Your objective – Extract, exactly as written, each line from the start of the records below to the line containing "Target: horse ear", both ends included; drop the pictures.

Available data –
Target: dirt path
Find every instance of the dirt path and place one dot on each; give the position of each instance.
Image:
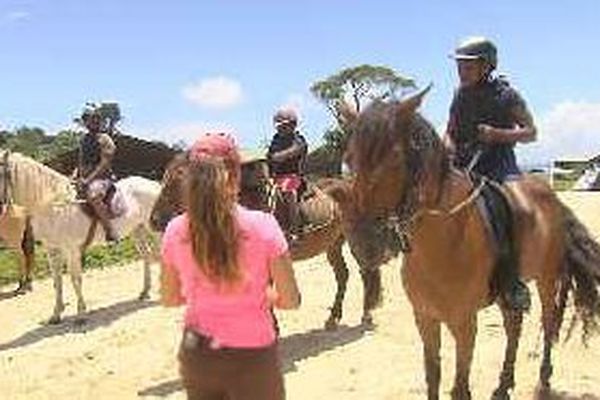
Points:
(126, 349)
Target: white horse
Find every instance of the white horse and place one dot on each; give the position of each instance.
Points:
(59, 222)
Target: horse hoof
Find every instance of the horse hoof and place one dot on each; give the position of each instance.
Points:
(543, 392)
(24, 287)
(331, 324)
(367, 322)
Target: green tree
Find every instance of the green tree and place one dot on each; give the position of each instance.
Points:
(360, 85)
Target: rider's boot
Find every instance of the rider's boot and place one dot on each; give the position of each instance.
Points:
(111, 234)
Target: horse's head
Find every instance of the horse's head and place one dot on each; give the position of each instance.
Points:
(373, 241)
(170, 200)
(383, 152)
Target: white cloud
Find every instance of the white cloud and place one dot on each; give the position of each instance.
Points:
(218, 92)
(570, 129)
(13, 17)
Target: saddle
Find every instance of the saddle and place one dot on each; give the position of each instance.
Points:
(497, 213)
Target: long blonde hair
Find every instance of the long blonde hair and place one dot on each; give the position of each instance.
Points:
(211, 197)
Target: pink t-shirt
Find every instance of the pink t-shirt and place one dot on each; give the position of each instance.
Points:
(237, 316)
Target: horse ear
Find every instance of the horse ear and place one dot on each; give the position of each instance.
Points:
(347, 114)
(412, 103)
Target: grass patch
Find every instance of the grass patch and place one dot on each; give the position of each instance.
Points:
(99, 256)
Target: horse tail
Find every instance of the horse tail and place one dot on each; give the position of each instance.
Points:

Written reply –
Target: dirt path
Find every instance of the dirt path and place one dot on each; give the position of each instance.
Image:
Points:
(126, 349)
Target: white horse
Find every instance of the white horse and place one dot on each; give the position of each instance.
Points:
(59, 222)
Target: horse hoof
Find every instance of the horse hoof and place one dot on each; give the position of each instance.
Points:
(543, 392)
(24, 287)
(331, 324)
(367, 322)
Target: green tree
Find every instance of the green tree and place one dot on each; give the position of each instance.
Points:
(360, 85)
Target: rider's boot
Find every instance of the rider's boot and place one dot on each; give the position of each instance.
Points:
(111, 234)
Target: horse's head
Find every instance of the horse's head and place one dot on each; give the position of each instance.
Points:
(373, 241)
(170, 200)
(383, 152)
Target: white cloud
Find every instance of the white cloud and place one dot on each; give the position of each instance.
Points:
(218, 92)
(570, 129)
(13, 17)
Target: saddle
Find every instance of the saddle and place one dot on each; give the position of each instance.
Points:
(497, 213)
Target: long blonde hair
Find every instance of the long blonde hair and place one dot on each; give the position of each instance.
Points:
(211, 197)
Target: pink t-shirt
Find every instance of the pink t-shirt and place one dot on each; give the position of each instance.
Points:
(237, 316)
Target: horse ear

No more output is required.